(Task details) Reproduce only the lines that run from the line with "mark: the brown branch" to the last line of the material, both ends included, exactly as they appear.

[start of Data shown]

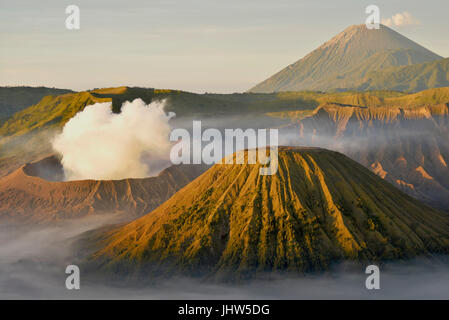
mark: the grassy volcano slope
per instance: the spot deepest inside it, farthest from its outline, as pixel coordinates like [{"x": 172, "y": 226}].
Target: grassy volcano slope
[
  {"x": 345, "y": 60},
  {"x": 232, "y": 222},
  {"x": 412, "y": 78},
  {"x": 405, "y": 144}
]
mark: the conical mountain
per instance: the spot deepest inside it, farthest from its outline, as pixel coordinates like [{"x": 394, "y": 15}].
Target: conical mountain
[
  {"x": 232, "y": 222},
  {"x": 344, "y": 61}
]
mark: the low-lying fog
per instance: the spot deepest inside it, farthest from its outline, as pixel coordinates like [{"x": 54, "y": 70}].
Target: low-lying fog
[{"x": 33, "y": 262}]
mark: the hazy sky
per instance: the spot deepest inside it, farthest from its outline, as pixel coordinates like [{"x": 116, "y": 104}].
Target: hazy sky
[{"x": 194, "y": 45}]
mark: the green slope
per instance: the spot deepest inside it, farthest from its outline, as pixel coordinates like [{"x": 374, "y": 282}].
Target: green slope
[
  {"x": 231, "y": 222},
  {"x": 409, "y": 78},
  {"x": 345, "y": 60}
]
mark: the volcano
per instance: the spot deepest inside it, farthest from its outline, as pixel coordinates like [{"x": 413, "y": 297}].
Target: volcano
[
  {"x": 232, "y": 222},
  {"x": 35, "y": 193},
  {"x": 344, "y": 61}
]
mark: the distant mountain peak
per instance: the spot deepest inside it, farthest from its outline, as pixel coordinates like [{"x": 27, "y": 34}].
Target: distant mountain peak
[{"x": 344, "y": 60}]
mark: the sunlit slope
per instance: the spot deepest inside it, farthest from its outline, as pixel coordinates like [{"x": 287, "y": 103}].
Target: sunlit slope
[
  {"x": 232, "y": 222},
  {"x": 409, "y": 78},
  {"x": 405, "y": 144},
  {"x": 344, "y": 61}
]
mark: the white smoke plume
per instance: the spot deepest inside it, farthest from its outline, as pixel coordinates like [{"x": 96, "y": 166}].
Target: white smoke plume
[{"x": 99, "y": 144}]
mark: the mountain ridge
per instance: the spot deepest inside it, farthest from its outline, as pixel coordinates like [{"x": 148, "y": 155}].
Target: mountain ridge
[
  {"x": 343, "y": 61},
  {"x": 232, "y": 223}
]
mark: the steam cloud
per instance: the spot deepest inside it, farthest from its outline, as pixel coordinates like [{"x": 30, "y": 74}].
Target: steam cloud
[{"x": 99, "y": 144}]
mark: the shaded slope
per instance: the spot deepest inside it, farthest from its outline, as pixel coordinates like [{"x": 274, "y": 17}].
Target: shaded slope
[
  {"x": 343, "y": 61},
  {"x": 407, "y": 146},
  {"x": 232, "y": 222},
  {"x": 25, "y": 196},
  {"x": 14, "y": 99}
]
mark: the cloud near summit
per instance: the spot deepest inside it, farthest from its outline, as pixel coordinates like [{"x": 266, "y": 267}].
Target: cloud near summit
[{"x": 400, "y": 20}]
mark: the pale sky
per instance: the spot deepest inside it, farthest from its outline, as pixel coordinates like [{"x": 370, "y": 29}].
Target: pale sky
[{"x": 194, "y": 45}]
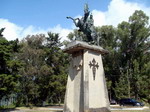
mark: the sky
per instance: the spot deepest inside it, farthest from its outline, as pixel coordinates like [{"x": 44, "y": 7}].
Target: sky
[{"x": 29, "y": 17}]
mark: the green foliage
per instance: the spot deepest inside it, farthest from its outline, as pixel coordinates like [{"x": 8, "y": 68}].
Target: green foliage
[
  {"x": 8, "y": 67},
  {"x": 43, "y": 71}
]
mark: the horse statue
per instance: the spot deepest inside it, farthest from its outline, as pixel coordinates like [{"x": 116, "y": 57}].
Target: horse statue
[{"x": 86, "y": 25}]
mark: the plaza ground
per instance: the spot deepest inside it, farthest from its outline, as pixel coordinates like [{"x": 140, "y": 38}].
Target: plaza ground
[{"x": 59, "y": 109}]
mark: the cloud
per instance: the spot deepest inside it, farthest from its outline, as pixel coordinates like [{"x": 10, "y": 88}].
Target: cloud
[
  {"x": 14, "y": 31},
  {"x": 118, "y": 11}
]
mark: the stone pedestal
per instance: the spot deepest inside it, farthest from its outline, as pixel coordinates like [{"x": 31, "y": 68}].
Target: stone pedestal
[{"x": 86, "y": 87}]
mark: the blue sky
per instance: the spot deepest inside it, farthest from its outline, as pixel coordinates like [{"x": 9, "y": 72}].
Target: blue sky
[{"x": 22, "y": 17}]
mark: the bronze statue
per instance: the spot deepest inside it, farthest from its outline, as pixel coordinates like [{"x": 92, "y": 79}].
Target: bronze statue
[{"x": 86, "y": 25}]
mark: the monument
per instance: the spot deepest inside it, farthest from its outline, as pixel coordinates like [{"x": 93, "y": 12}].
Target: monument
[{"x": 86, "y": 87}]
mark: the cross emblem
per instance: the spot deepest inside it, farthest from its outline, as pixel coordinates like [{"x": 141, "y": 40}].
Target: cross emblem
[{"x": 94, "y": 65}]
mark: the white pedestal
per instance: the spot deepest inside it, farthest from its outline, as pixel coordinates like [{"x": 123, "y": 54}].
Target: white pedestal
[{"x": 86, "y": 87}]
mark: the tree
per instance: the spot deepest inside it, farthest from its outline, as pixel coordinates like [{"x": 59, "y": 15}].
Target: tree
[
  {"x": 9, "y": 67},
  {"x": 43, "y": 71},
  {"x": 133, "y": 38}
]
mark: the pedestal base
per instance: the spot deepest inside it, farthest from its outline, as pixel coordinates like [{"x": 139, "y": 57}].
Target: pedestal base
[{"x": 86, "y": 87}]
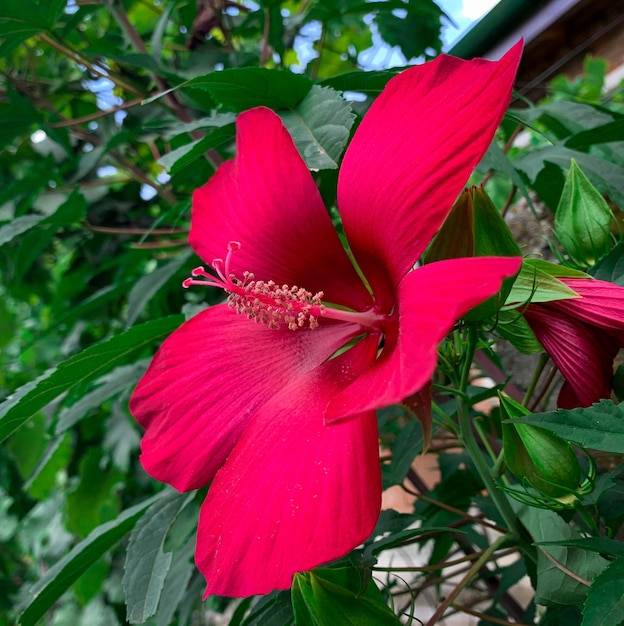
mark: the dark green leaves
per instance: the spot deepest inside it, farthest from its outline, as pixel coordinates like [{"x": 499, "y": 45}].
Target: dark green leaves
[
  {"x": 335, "y": 596},
  {"x": 147, "y": 564},
  {"x": 599, "y": 427},
  {"x": 320, "y": 127},
  {"x": 88, "y": 365},
  {"x": 245, "y": 88},
  {"x": 42, "y": 596}
]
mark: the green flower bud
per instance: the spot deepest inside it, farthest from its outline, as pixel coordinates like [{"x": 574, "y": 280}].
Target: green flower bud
[
  {"x": 583, "y": 219},
  {"x": 475, "y": 227},
  {"x": 538, "y": 457}
]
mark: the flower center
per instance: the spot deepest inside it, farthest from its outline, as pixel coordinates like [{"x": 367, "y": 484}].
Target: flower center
[{"x": 273, "y": 304}]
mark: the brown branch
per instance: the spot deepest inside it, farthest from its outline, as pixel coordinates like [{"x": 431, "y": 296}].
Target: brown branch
[
  {"x": 171, "y": 98},
  {"x": 564, "y": 569},
  {"x": 104, "y": 73},
  {"x": 95, "y": 116},
  {"x": 484, "y": 616},
  {"x": 137, "y": 231}
]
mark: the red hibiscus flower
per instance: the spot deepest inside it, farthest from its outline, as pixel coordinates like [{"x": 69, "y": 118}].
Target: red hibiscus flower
[
  {"x": 279, "y": 415},
  {"x": 582, "y": 336}
]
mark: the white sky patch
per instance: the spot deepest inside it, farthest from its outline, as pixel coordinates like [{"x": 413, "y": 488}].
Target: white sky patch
[
  {"x": 475, "y": 9},
  {"x": 38, "y": 136}
]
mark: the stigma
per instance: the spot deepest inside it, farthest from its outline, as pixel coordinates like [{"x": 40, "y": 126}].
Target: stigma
[{"x": 275, "y": 305}]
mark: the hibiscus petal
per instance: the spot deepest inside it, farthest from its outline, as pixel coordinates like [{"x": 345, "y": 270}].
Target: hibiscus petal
[
  {"x": 209, "y": 378},
  {"x": 294, "y": 493},
  {"x": 266, "y": 199},
  {"x": 413, "y": 153},
  {"x": 584, "y": 355},
  {"x": 601, "y": 303},
  {"x": 430, "y": 300}
]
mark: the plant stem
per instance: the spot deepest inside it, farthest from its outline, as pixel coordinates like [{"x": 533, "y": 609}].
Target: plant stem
[
  {"x": 535, "y": 378},
  {"x": 470, "y": 443},
  {"x": 478, "y": 564}
]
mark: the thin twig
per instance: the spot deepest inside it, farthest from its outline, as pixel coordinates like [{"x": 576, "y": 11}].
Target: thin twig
[
  {"x": 104, "y": 73},
  {"x": 95, "y": 116},
  {"x": 484, "y": 616},
  {"x": 564, "y": 569}
]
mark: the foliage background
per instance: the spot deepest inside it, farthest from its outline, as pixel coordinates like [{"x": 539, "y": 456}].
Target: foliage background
[{"x": 111, "y": 113}]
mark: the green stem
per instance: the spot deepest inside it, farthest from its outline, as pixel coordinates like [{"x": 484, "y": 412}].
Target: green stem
[
  {"x": 473, "y": 571},
  {"x": 535, "y": 378},
  {"x": 470, "y": 443}
]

[end of Data shown]

(Written answer)
mark: the brown branch
per instance: the spot deepest inside it, farthest from its outline, as pixel coordinates like [{"x": 431, "y": 296}].
Target: brown branch
[
  {"x": 171, "y": 98},
  {"x": 564, "y": 569},
  {"x": 104, "y": 73},
  {"x": 95, "y": 116},
  {"x": 484, "y": 616},
  {"x": 137, "y": 231}
]
mark: the red hibiscus flower
per instance: the spot deepest inside it, farthest from its outline, as pixel coordinates like [{"x": 69, "y": 118}].
Target: red hibiscus flower
[
  {"x": 279, "y": 415},
  {"x": 582, "y": 336}
]
mark: the white sky patch
per instance: the spot deepest inside it, farthest from its outline, as pixel coordinates like [{"x": 413, "y": 488}].
Target: white sky patch
[
  {"x": 475, "y": 9},
  {"x": 38, "y": 136}
]
mark: the stigma
per instance: the spot deepest inside it, farthest from its outline, as pixel coordinates like [{"x": 40, "y": 126}].
Target: stigma
[{"x": 275, "y": 305}]
mark: the hibiscus petal
per instance: the spot deepest inside it, farthest from its outline, as pixel coordinates like [{"x": 345, "y": 270}].
Target: hibiscus petal
[
  {"x": 209, "y": 378},
  {"x": 294, "y": 493},
  {"x": 266, "y": 199},
  {"x": 413, "y": 153},
  {"x": 584, "y": 355},
  {"x": 601, "y": 303},
  {"x": 430, "y": 300}
]
mark: the plant stem
per instance: the spot deepest inside it, farthest from its outline, as pixel coordinates like [{"x": 533, "y": 609}].
Target: plant stem
[
  {"x": 535, "y": 378},
  {"x": 470, "y": 443},
  {"x": 478, "y": 564}
]
mark: the thin twig
per instance: the spot deepest inside it, farthest from its outline, as pixel coordinates like [{"x": 576, "y": 11}].
Target: thin twig
[
  {"x": 104, "y": 73},
  {"x": 95, "y": 116},
  {"x": 484, "y": 616},
  {"x": 564, "y": 569}
]
mark: the foliage background
per instance: the spot deepest inside it, farthest from its outline, as pixel coordinates like [{"x": 539, "y": 456}].
Target: foliage background
[{"x": 111, "y": 113}]
mark: the green stem
per instance: the spot deepest inside it, farthest from its outline, as pixel coordinates like [{"x": 484, "y": 412}].
Target: green stem
[
  {"x": 473, "y": 571},
  {"x": 535, "y": 378},
  {"x": 470, "y": 443}
]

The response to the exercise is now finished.